**Textauszug:**
►

In Anlehnung an meinen Bericht aus der vergangenen Woche, in dem sich das Thema um eine im Jahresvergleich signifikant gestiegene Anzahl von faulen Krediten in Chinas Bankensystem drehte, möchte ich heute einen Folgebericht nachschieben. In der Überschrift meines Berichtes aus der letzten Woche hieß es, dass dies nur die halbe Wahrheit sein dürfte. Renommierte Bankenexperten sehen dies ebenso. Selbst Chinas Kreditgeber trauen ihren eigenen Zahlen nicht über den Weg.

Die aus China eingehenden Wirtschaftsdaten sind mit Vorsicht zu genießen. Ein im Jahr 2010 geleaktes Kabel zu einem Gespräch zwischen Chinas Ex-Premier und dem US-Botschafter in Peking, in dem es hieß, dass Chinas Wirtschafts- und Konjunkturdaten „handgemacht“ seien, gab spätestens seitdem allen Anlass zu dieser Vorsicht.

Sprung bei den faulen Krediten und Bilanztricksereien

Der Sprung der faulen Kredite von 1,5% auf 4,5% basiert lediglich auf den offiziellen Angaben der chinesischen Banken. Derweil dürfte die allgemeine Lage noch deutlich schlimmer aussehen. So sieht das auch die renommierte Finanz- und Firmenanalystin Violet Ho, die in der Vergangenheit niemals Vertrauen in die durch Chinas Banken vermeldete Anzahl der faulen Kredite gefasst hatte.

Laut eigener Aussage habe Ho, die sich regelmäßig selbst ein Bild von der Lage vor Ort mache, China landauf, landab bereist. Sie sei sich über jede auch nur erdenkliche Art von Tricksereien bewusst, die dazu beitragen sollen, die reale Lage in Chinas Bankensystem so weit wie möglich zu verschleiern.

Zu diesen Bilanztricksereien gehört unter anderem der Transfer von Vermögenswerten, die beispielsweise von der Muttergesellschaft in eine Tochter übertragen und dort ausgelagert werden. Auf diese Weise werden die Bilanzen diverser Konzernzentralen aufgehübscht, um die Tatsache zu verschleiern, das sich einst vergebene Kredite nicht mehr einbringen lassen.

Hat China als weltweite Konjunkturlokomotive ausgedient?

Ho erklärte gegenüber Bloomberg, dass Sie Investoren und Analysten einen gut gemeinten Ratschlag mit auf den Weg geben wolle. Und dieser Ratschlag laute wie folgt: alle Leute, die sich Sorgen über den finanziellen Gesundheitszustand des chinesischen Unternehmenssektors machten, hätten auch allen Grund dazu, sich diese Sorgen zu machen.

Denn die meisten der Kredit- und Ratingberichte seien im Hinblick auf den tatsächlichen Finanzzustand des chinesischen Firmensektors nicht das Papier wert, auf dem sie geschrieben wären. Es sind selbst Chinas Banken, die den Veröffentlichungen ihrer Verbände nicht mehr über den Weg zu trauen scheinen.

◄

**Einträge:**
►

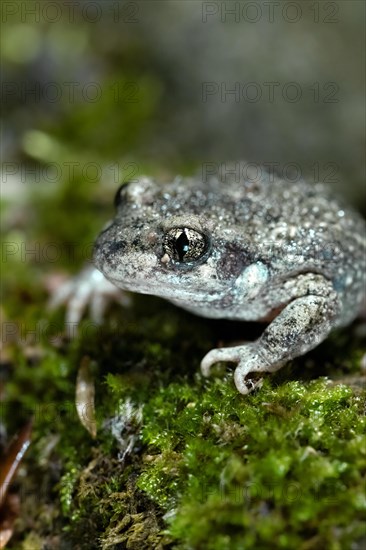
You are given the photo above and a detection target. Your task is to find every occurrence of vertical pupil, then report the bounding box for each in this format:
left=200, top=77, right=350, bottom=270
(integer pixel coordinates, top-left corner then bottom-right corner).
left=175, top=231, right=189, bottom=261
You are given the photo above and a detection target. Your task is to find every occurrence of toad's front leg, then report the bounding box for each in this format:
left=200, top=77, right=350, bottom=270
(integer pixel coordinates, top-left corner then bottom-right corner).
left=201, top=275, right=339, bottom=394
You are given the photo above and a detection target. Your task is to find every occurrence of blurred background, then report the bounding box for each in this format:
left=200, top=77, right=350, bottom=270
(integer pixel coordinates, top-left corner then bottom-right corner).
left=1, top=0, right=366, bottom=210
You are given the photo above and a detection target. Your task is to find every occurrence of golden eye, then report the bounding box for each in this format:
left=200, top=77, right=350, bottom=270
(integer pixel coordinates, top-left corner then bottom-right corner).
left=163, top=227, right=209, bottom=264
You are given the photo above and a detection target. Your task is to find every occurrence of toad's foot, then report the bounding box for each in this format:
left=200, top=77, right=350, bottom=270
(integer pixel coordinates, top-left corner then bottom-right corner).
left=201, top=343, right=274, bottom=395
left=201, top=294, right=338, bottom=395
left=48, top=266, right=130, bottom=326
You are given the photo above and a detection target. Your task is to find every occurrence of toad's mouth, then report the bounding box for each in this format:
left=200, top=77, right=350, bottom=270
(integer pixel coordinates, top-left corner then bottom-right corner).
left=100, top=273, right=223, bottom=306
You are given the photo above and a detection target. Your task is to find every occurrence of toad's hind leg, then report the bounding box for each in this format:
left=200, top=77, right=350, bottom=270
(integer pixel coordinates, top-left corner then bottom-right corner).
left=201, top=291, right=339, bottom=394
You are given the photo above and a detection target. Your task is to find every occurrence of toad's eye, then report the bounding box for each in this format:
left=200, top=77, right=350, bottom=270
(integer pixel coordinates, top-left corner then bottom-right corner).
left=163, top=227, right=209, bottom=264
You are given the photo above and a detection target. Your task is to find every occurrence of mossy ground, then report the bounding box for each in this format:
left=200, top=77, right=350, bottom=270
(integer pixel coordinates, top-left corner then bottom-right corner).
left=2, top=175, right=366, bottom=550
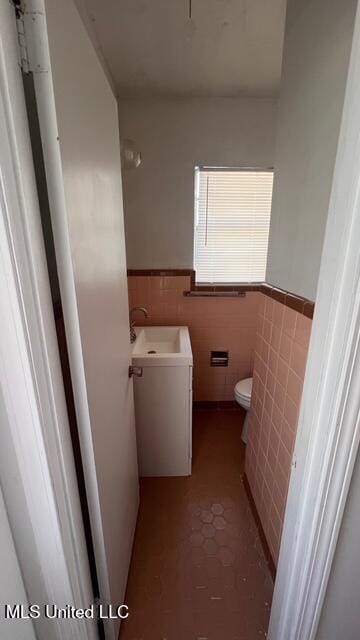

◄

**Aufgabenstellung:** Gib bitte aus dem Text über faule Kredite in Chinas Bankensystem den Abschnitt wortgetreu aus, der mit „Die aus China“ beginnt und bis einschließlich „Kredite gefasst hatte.“ reicht. Das Material stammt aus einer anderen Quelle.

**Fertige Lösung:**
Die aus China eingehenden Wirtschaftsdaten sind mit Vorsicht zu genießen. Ein im Jahr 2010 geleaktes Kabel zu einem Gespräch zwischen Chinas Ex-Premier und dem US-Botschafter in Peking, in dem es hieß, dass Chinas Wirtschafts- und Konjunkturdaten „handgemacht“ seien, gab spätestens seitdem allen Anlass zu dieser Vorsicht.

Sprung bei den faulen Krediten und Bilanztricksereien

Der Sprung der faulen Kredite von 1,5% auf 4,5% basiert lediglich auf den offiziellen Angaben der chinesischen Banken. Derweil dürfte die allgemeine Lage noch deutlich schlimmer aussehen. So sieht das auch die renommierte Finanz- und Firmenanalystin Violet Ho, die in der Vergangenheit niemals Vertrauen in die durch Chinas Banken vermeldete Anzahl der faulen Kredite gefasst hatte.